Где, согласно тексту о знакомстве Зиновьева и Щедровицкого, они разошлись после разговора, длившегося больше восьми часов?

*ФРАГМЕНТ ТЕКСТА*:
* * * * *
О мировоззрении, интересах и поведении Зиновьева той поры подробно рассказывал Г. П. Щедровицкий, для которого встреча с Зиновьевым стала поворотным событием в жизни. Она состоялась осенью 1952-го, где-то в середине или в конце октября. «Мы снова встретились, — за несколько месяцев до того, по воспоминаниям Щедровицкого, произошёл небольшой, но эмоциональный эпизод, во время которого состоялось их личное знакомство, — в комнате комсомольского бюро, где он как обычно рисовал карикатуры. Вокруг стола, где лежал лист ватмана, стояли несколько человек и горячо обсуждали проблемы логики „Капитала“. Разговор этот продолжался где-то около часа. Зиновьев рисовал и вёл дискуссию — в первую очередь со Смирновым. Был такой аспирант на философском факультете, может быть, на год старше Зиновьева, может быть, его однокурсник. У них были практически одинаковые темы: логика „Капитала“, диалектика в „Капитале“, метод восхождения от абстрактного к конкретному в „Капитале“. <…>
Спор, возникший между Зиновьевым, Смирновым и Карпинским, который тоже там присутствовал, меня привлёк. Сначала я минут 20–30 молча слушал, что они обсуждают. Потом бросил несколько замечаний, поддержанных Зиновьевым. Слово за слово, и мы начали обсуждать более тонкие темы, и примерно ещё через 20–30 минут остальные участники дискуссии, мы это оба почувствовали, как бы отвалились. Они уже перестали понимать, что нас интересует. И тогда Зиновьев сказал, что вот он сейчас дорисует и мы с ним пойдём куда-нибудь и, может быть, выпьем. На что я ответил, что не пью. Он бросил своё привычное „жаль, но я быстро научу“ или что-то в этом роде, закончил карикатуру, и мы с ним ушли, продолжая наш разговор по поводу „Капитала“ и тех перспектив логического анализа и исследования, которые открывала эта книга. Разговор наш продолжался больше восьми часов кряду, и разошлись мы уже где-то в полпервого ночи на площади Свердлова, проходив при этом больше часа внутри самой станции метро из конца в конец, и разъехались только потому, что времени уже больше не было. Мы договорились встретиться с ним на следующий день и продолжить наши разговоры. <…>
Мы обсуждали с ним буквально всё. Оказалось, что почти по всем вопросам у нас с ним если не тождественные, то во всяком случае очень близкие взгляды. Мы оба отвергали практическую теорию марксизма. Нам обоим, как тогда казалось, было совершенно ясно, что представляет собой подлинный социализм. Причём (очень интересно, что это обсуждалось тогда же) мы оба считали, что социализм необорим и что это — система, которая будет существовать ну если не многие столетия, то во всяком случае многие и многие десятилетия.
Для меня основные структурные принципы социализма буквально впрямую накладывались на социальные, культурные, политические структуры средневековья. И это тоже составляло очень важное содержание единства нашего мировосприятия. Выяснилось, что мы совершенно одинаково с ним трактовали буржуазную эпоху — как эпоху переходную между устойчивыми социально-политическими и социально-культурными структурами средневековья и вот того будущего времени, которое надвигалось.
* * * * *
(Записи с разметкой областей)
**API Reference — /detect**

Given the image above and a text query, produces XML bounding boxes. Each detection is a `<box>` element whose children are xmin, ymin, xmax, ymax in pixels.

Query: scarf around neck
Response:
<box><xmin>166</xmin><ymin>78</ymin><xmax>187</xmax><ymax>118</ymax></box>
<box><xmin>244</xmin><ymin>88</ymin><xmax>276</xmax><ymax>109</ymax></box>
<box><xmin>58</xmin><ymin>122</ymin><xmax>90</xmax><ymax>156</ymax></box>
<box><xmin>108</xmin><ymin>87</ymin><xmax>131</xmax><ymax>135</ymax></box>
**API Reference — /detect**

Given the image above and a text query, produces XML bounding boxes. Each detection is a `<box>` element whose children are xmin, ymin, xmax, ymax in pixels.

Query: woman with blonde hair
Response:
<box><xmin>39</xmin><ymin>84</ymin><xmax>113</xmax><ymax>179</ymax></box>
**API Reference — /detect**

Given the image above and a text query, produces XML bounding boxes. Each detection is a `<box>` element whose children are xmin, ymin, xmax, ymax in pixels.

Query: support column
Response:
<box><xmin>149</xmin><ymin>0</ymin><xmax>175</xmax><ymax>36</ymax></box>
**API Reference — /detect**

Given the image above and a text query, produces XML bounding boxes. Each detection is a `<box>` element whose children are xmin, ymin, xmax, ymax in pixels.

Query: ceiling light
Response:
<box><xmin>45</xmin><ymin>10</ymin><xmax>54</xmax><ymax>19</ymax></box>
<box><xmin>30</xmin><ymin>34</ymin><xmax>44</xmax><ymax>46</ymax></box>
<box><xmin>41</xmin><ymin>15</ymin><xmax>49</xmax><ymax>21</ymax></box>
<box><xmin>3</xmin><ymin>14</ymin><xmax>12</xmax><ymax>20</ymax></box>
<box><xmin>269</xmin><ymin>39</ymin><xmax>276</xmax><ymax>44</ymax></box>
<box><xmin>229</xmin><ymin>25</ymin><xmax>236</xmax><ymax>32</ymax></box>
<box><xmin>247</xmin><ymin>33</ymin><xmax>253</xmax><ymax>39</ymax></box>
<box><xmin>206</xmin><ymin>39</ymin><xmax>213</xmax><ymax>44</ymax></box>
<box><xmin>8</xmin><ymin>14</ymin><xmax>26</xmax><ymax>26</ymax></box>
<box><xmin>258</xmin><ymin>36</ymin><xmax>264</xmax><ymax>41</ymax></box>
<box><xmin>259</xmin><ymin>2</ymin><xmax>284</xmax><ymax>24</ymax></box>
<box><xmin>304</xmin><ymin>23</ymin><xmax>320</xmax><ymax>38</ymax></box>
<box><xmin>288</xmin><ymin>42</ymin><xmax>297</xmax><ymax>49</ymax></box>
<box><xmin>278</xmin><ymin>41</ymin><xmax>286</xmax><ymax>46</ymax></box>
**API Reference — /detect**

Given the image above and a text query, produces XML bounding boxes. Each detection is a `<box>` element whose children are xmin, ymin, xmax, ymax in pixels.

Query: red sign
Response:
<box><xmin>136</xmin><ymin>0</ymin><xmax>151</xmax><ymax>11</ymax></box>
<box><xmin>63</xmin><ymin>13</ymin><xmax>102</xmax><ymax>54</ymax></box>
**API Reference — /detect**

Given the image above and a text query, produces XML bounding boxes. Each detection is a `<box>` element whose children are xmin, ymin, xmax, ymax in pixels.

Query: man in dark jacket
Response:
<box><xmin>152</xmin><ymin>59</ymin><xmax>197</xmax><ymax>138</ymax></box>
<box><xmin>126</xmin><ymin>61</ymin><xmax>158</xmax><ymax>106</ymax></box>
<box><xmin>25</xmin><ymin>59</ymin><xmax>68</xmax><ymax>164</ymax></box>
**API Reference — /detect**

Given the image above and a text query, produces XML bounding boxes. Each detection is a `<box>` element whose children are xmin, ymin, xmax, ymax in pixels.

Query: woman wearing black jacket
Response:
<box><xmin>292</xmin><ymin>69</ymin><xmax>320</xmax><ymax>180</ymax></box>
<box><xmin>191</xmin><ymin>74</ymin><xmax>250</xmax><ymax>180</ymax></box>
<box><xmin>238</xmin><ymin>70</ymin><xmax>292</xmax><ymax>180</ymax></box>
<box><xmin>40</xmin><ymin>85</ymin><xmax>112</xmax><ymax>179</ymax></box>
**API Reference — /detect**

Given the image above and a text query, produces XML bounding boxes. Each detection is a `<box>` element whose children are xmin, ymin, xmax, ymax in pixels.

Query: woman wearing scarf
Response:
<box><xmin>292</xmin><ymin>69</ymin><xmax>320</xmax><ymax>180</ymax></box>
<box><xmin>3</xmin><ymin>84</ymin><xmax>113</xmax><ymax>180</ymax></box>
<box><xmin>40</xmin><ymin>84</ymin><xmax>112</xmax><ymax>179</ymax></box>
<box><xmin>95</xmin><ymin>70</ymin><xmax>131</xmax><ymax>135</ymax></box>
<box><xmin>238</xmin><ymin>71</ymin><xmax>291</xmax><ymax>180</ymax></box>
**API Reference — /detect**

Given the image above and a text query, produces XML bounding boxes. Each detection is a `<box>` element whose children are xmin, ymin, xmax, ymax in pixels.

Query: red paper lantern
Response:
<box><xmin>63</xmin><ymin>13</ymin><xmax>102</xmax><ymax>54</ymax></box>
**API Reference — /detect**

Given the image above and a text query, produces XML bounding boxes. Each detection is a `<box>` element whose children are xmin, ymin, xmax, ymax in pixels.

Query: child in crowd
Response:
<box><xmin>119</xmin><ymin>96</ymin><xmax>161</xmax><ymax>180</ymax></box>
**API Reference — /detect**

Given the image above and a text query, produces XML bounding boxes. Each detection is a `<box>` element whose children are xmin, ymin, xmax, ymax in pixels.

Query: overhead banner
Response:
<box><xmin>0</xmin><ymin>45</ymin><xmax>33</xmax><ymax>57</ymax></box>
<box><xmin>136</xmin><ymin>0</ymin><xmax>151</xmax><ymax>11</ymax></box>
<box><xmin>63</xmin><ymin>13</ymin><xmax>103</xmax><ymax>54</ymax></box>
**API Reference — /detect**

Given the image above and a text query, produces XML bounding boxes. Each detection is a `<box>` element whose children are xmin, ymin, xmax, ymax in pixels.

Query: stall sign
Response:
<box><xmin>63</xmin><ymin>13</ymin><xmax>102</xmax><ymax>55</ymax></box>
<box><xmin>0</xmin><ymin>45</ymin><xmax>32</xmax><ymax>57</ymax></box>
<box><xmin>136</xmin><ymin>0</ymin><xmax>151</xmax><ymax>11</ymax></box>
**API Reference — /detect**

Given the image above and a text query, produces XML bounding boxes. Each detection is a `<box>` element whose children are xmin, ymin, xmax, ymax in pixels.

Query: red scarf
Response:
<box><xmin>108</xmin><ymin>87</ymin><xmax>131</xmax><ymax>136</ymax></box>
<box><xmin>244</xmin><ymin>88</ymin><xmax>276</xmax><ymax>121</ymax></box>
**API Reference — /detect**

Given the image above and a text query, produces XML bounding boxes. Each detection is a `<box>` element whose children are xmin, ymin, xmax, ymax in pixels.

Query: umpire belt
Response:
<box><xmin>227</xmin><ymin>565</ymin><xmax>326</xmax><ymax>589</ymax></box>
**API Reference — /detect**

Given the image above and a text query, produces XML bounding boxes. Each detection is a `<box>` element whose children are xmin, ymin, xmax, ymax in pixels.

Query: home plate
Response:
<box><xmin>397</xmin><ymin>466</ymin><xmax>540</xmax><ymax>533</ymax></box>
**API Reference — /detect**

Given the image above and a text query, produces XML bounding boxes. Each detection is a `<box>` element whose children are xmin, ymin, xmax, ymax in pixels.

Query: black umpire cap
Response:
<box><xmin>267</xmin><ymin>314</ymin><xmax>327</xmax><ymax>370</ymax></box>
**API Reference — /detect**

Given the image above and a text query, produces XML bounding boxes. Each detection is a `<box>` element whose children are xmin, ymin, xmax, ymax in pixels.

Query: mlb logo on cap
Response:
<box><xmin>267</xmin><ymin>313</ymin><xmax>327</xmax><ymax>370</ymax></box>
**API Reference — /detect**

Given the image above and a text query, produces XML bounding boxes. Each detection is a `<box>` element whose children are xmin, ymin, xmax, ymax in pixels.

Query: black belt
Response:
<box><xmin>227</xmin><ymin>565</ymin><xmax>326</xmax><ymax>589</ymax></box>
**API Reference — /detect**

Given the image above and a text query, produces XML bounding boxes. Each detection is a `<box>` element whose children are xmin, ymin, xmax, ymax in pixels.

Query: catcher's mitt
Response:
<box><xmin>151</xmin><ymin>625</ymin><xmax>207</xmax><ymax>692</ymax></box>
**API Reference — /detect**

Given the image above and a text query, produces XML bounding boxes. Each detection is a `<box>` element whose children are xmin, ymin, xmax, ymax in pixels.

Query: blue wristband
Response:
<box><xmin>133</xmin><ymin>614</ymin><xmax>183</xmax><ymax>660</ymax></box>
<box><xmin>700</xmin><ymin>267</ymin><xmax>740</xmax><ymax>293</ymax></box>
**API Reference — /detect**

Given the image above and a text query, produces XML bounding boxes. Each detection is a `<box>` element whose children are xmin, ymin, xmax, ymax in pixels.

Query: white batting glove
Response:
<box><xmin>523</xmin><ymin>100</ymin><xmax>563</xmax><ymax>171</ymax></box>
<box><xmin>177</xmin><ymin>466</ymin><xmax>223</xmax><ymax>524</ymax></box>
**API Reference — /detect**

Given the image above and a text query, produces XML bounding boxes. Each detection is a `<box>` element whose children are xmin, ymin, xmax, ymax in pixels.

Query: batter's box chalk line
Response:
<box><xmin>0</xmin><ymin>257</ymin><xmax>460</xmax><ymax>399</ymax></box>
* * * * *
*РЕЗУЛЬТАТ ВЫПОЛНЕНИЯ*:
На площади Свердлова, где-то в полпервого ночи.